> _What is expected_
Once the data has been read, print it back in full, exactly.

[Saved entries]
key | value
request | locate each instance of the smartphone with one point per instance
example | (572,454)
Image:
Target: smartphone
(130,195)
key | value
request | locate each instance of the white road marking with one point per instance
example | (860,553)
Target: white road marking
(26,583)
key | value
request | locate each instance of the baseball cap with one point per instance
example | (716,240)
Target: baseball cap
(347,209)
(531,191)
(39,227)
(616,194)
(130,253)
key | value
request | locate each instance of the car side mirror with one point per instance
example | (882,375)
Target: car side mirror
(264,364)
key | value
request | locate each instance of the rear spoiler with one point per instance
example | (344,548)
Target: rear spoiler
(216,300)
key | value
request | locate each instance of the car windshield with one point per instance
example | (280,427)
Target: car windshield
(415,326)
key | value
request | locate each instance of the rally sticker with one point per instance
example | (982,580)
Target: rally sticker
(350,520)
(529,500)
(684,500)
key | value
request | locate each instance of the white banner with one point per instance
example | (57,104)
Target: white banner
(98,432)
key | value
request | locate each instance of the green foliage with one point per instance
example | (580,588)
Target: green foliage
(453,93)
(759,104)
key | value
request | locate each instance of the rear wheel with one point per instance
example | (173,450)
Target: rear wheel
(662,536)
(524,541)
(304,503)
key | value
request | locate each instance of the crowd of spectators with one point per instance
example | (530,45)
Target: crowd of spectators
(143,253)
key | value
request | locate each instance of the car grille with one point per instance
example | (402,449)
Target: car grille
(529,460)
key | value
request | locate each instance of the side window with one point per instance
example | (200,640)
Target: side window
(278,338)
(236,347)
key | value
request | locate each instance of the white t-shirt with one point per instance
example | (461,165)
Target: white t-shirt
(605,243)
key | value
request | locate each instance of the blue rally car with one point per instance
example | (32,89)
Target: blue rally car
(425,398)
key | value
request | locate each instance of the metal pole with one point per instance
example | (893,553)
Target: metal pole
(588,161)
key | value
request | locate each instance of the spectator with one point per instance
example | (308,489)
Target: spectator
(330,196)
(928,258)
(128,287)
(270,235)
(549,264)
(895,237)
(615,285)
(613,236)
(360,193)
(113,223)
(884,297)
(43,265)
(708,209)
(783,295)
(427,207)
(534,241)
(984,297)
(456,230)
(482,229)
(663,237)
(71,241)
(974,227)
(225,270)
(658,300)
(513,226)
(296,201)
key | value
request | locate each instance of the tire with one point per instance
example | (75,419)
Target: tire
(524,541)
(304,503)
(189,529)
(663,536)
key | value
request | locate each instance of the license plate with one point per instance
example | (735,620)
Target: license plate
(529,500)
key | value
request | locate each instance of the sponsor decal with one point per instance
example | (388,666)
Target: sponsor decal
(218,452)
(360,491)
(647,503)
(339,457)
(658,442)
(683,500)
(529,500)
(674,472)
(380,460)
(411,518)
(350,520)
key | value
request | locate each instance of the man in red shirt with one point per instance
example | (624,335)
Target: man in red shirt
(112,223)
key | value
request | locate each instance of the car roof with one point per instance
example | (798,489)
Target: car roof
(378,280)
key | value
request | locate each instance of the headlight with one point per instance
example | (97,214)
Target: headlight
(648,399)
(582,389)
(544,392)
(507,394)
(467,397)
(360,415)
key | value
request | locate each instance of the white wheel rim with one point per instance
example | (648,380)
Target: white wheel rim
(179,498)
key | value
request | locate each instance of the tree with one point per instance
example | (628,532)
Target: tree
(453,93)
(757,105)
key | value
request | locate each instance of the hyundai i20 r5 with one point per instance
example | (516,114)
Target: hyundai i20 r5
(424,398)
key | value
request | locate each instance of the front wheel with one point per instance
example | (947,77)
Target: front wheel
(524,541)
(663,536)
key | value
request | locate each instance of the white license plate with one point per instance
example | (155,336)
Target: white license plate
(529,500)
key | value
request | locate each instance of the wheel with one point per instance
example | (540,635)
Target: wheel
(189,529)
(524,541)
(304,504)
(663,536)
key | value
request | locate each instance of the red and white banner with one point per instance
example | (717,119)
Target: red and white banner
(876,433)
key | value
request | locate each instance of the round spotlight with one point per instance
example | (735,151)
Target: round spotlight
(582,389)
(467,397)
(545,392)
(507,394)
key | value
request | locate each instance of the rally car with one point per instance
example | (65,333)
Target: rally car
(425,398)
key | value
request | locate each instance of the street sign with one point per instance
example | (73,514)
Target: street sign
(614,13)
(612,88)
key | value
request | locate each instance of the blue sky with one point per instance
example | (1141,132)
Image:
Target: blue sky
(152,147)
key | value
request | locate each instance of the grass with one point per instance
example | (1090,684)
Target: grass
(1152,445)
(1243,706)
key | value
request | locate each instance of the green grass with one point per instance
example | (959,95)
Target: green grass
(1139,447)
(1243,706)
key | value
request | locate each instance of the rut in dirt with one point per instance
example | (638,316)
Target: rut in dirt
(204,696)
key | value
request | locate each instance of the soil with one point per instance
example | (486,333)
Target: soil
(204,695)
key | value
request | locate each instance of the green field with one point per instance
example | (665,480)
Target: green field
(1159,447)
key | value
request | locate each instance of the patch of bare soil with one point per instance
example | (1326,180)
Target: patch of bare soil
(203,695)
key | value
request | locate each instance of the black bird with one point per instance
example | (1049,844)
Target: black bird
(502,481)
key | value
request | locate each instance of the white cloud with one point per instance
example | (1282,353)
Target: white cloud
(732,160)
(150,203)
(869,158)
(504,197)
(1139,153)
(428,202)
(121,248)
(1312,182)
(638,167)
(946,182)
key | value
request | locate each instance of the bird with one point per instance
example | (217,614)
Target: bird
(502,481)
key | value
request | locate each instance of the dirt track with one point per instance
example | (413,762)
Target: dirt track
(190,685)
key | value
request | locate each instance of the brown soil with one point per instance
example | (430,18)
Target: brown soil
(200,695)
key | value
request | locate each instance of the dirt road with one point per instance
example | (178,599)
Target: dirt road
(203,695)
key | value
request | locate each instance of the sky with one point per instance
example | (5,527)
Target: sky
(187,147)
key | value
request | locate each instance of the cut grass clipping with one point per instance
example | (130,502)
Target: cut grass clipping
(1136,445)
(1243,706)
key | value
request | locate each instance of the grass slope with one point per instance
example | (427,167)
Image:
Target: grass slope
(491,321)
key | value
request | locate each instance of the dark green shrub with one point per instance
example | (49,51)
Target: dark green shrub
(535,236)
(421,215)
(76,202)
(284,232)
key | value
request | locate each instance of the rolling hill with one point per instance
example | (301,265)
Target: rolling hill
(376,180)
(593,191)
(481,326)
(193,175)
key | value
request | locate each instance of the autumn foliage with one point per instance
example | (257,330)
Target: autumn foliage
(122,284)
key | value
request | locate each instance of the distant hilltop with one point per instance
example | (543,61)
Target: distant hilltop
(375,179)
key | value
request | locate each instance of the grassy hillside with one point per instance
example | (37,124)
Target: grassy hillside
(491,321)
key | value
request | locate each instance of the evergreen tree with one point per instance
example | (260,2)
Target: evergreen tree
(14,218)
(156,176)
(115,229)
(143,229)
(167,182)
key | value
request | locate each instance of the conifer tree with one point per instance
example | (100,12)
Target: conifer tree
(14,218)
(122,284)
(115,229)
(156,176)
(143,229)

> _Your response_
key | value
request | locate each instance of the smartphone with one point per instance
example | (572,454)
Image:
Target: smartphone
(130,195)
key | value
request | locate each instance of the white road marking with one point per instance
example | (860,553)
Target: white road marking
(26,583)
key | value
request | locate each instance of the baseball cap with one point per instance
example | (716,240)
Target: baseball cap
(347,209)
(531,191)
(39,227)
(616,194)
(130,253)
key | value
request | locate each instance of the car side mirror with one point per instance
example | (882,375)
Target: car side mirror
(264,364)
key | value
request | locate each instance of the rear spoiler with one point per instance
example | (344,548)
Target: rear spoiler
(216,300)
key | value
request | locate each instance of the car windshield with one point per instance
example | (280,427)
Target: car windshield
(415,326)
key | value
request | locate each instance of the rally sticker with one point per instance
example | (982,580)
Target: rally sticker
(350,520)
(529,500)
(684,500)
key | value
request | locate each instance of the white banner with one point per instance
example | (57,104)
Target: white banner
(98,432)
key | value
request | locate each instance of the green foliage with one point per instance
example | (580,588)
Target: green foliage
(453,93)
(759,104)
key | value
request | locate each instance of the rear wheel with one point per instance
example | (173,450)
Target: rear wheel
(662,536)
(524,541)
(304,503)
key | value
request | locate each instance of the crowd of spectators with one point per instance
example | (530,45)
Target: crowd of spectators
(143,253)
key | value
request | locate each instance of the car grille with one point per instance
example | (402,449)
Target: car grille
(529,460)
key | value
request | locate each instance of the side window with one point per instance
example | (200,640)
Target: side window
(278,338)
(236,347)
key | value
request | locate each instance of the white t-shirt with one point per instance
example | (461,165)
Target: white t-shirt
(605,243)
key | value
request | locate each instance of the blue rally car with one point per instance
example | (32,89)
Target: blue rally car
(425,398)
key | value
request | locate each instance of the metal pole with one point per instance
example | (893,553)
Target: metal pole
(588,161)
key | value
request | locate each instance of the spectator with one point per instance
example | (308,489)
Target: spectator
(330,196)
(928,258)
(128,287)
(270,235)
(549,264)
(895,237)
(615,285)
(613,236)
(360,193)
(113,223)
(884,297)
(43,265)
(708,209)
(783,295)
(427,207)
(534,241)
(984,297)
(456,230)
(482,229)
(663,237)
(71,241)
(974,227)
(225,270)
(658,300)
(513,226)
(296,201)
key | value
request | locate each instance of the tire with one point per instance
example | (75,419)
Target: tire
(524,541)
(304,503)
(189,529)
(663,536)
key | value
request | locate each instance of the license plate with one point per instance
example | (735,620)
Target: license plate
(529,500)
key | value
request | locate each instance of the sponsor decal with one point per instance
example | (388,666)
Target: sponsor decal
(218,452)
(360,491)
(647,503)
(339,457)
(658,442)
(683,500)
(529,500)
(674,472)
(380,460)
(411,518)
(350,520)
key | value
request | locate each instance of the man in red shirt with one point per instance
example | (624,335)
Target: man in red shirt
(112,223)
key | value
request | locate each instance of the car roof with one point per instance
example | (798,489)
Target: car roof
(378,280)
key | value
request | locate each instance of the headlight with one point per instance
example | (97,214)
Target: headlight
(648,399)
(582,389)
(544,392)
(507,394)
(467,397)
(360,415)
key | value
request | locate each instance of the white wheel rim with one point per instance
example | (648,380)
Target: white wheel rim
(179,498)
key | value
request | locate each instance of the tree with one point per instance
example | (628,532)
Target: tree
(453,93)
(757,105)
key | value
request | locate each instance of the hyundai i20 r5 with one point per instance
example | (516,114)
Target: hyundai i20 r5
(424,398)
key | value
request | locate each instance of the front wheel with one point per instance
example | (947,77)
Target: front wheel
(524,541)
(663,536)
key | value
request | locate each instance of the white license plate with one point per instance
example | (155,336)
Target: white license plate
(529,500)
key | value
request | locate each instance of the wheel with one point per instance
example | (540,635)
Target: wheel
(189,529)
(524,541)
(304,504)
(663,536)
key | value
request | locate each instance of the red and white banner with one point per instance
example | (717,119)
Target: red and white banner
(876,433)
key | value
request | locate each instance of the round spotlight with one point per instance
example | (735,151)
Target: round spotlight
(582,389)
(467,397)
(545,392)
(507,394)
key | value
request | locate each instance of the rally car with one point per instance
example | (65,333)
Target: rally car
(425,398)
key | value
request | locate each instance of the street sign with one point per instance
example | (73,514)
Target: street sign
(614,13)
(612,88)
key | value
request | locate each instance of the blue sky with one point per instance
example | (1141,132)
Image:
Target: blue sky
(152,147)
key | value
request | locate each instance of the grass with one point per instance
example | (1090,684)
Target: grass
(1152,445)
(1243,706)
key | value
request | locate each instance of the green grass with one point per instance
example | (959,95)
Target: green grass
(1139,447)
(1243,706)
key | value
request | locate each instance of the rut in dirt with one point per instance
example | (638,316)
Target: rut in dirt
(204,696)
key | value
request | locate each instance of the soil with one point per instance
example | (486,333)
Target: soil
(204,695)
key | value
request | locate each instance of the green field with one point per instance
example | (665,480)
Target: green field
(1159,447)
key | value
request | locate each instance of the patch of bare soil with one point per instance
example | (1326,180)
Target: patch of bare soil
(203,695)
key | value
request | locate each instance of the black bird with one point per instance
example | (1049,844)
Target: black bird
(502,481)
key | value
request | locate each instance of the white cloud with one point per instance
example | (1282,353)
Target: white cloud
(732,160)
(150,203)
(869,158)
(504,197)
(1139,153)
(428,202)
(121,248)
(1312,182)
(638,167)
(946,182)
key | value
request | locate each instance of the bird with one point per instance
example | (217,614)
Target: bird
(502,481)
key | value
request | locate each instance of the dirt track with one point per instance
example | (413,762)
Target: dirt track
(190,685)
key | value
request | locate each instance of the brown soil with one point per instance
example | (430,18)
Target: brown soil
(200,695)
key | value
request | locate each instance of the dirt road with one point per instance
example | (178,599)
Target: dirt road
(203,695)
key | value
request | locate each instance of the sky with one point per instance
example | (5,527)
Target: sky
(187,147)
key | value
request | locate each instance of the cut grass clipping with one point per instance
example | (130,502)
Target: cut grass clipping
(1136,445)
(1243,706)
key | value
request | locate each instance of the grass slope with one point per instance
example | (427,167)
Image:
Target: grass slope
(491,321)
key | value
request | locate each instance of the dark green shrub with one point per instance
example | (49,51)
Target: dark green shrub
(535,236)
(421,215)
(76,202)
(284,232)
key | value
request | locate each instance of the rolling hill with one point per instance
example | (301,265)
Target: rolling hill
(376,180)
(593,191)
(481,326)
(193,175)
key | value
request | locate each instance of the autumn foliage with one point per instance
example | (257,330)
Target: autumn foliage
(122,284)
key | value
request | locate each instance of the distant hilltop with one point per instance
example | (543,61)
Target: distant hilltop
(375,179)
key | value
request | locate each instance of the grassy hillside with one point per instance
example | (37,124)
Target: grassy hillside
(491,321)
key | value
request | locate each instance of the evergreen tree with one point per instance
example | (260,2)
Target: evergreen tree
(14,218)
(156,176)
(115,229)
(143,229)
(167,182)
key | value
request | locate each instance of the conifer tree with one point per instance
example | (100,12)
Target: conifer tree
(14,218)
(122,284)
(115,229)
(156,176)
(143,229)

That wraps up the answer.